* Description of the task
The result should be every line in the data below that carries the string "query".

* Records for processing
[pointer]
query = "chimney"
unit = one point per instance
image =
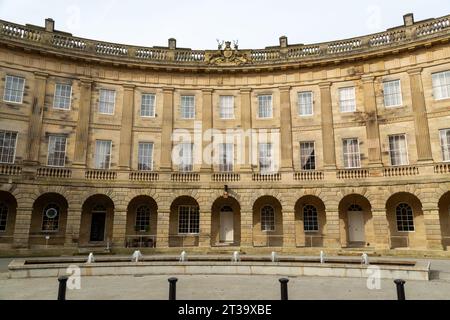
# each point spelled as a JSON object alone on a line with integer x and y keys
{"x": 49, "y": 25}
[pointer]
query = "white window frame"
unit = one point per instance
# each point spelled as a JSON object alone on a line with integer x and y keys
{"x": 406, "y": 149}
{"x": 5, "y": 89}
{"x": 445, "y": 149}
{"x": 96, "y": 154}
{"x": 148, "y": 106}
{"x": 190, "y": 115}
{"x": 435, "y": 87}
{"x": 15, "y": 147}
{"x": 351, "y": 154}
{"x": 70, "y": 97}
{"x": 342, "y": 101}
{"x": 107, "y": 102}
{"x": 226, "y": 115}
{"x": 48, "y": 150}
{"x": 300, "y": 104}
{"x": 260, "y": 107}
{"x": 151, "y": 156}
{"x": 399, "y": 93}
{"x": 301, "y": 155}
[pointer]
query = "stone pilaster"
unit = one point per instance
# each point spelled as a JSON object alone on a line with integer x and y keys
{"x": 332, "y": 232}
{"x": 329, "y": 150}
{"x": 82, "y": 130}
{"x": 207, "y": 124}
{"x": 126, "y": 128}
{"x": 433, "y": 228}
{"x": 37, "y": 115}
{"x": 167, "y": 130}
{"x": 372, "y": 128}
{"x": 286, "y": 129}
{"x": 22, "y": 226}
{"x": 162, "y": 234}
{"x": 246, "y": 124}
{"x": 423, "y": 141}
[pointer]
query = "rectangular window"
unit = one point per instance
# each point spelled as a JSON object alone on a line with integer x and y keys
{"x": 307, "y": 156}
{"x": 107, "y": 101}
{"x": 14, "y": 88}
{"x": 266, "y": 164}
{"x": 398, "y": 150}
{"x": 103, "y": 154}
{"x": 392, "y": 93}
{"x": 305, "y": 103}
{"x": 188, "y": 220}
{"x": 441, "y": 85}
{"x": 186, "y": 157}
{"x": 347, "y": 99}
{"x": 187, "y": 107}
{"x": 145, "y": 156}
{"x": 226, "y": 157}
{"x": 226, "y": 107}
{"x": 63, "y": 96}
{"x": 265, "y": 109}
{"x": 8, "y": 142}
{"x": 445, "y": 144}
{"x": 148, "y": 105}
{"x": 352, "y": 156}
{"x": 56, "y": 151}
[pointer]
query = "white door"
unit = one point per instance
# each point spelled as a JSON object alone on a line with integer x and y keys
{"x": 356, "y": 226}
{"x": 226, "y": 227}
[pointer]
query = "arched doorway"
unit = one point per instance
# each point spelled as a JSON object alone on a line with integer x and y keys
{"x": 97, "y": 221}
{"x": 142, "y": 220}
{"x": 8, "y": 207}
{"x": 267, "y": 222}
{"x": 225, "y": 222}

* Result of this task
query = "chimney"
query = "white window frame"
query = "stone pilaster"
query = "rectangular window"
query = "white door"
query = "arched doorway"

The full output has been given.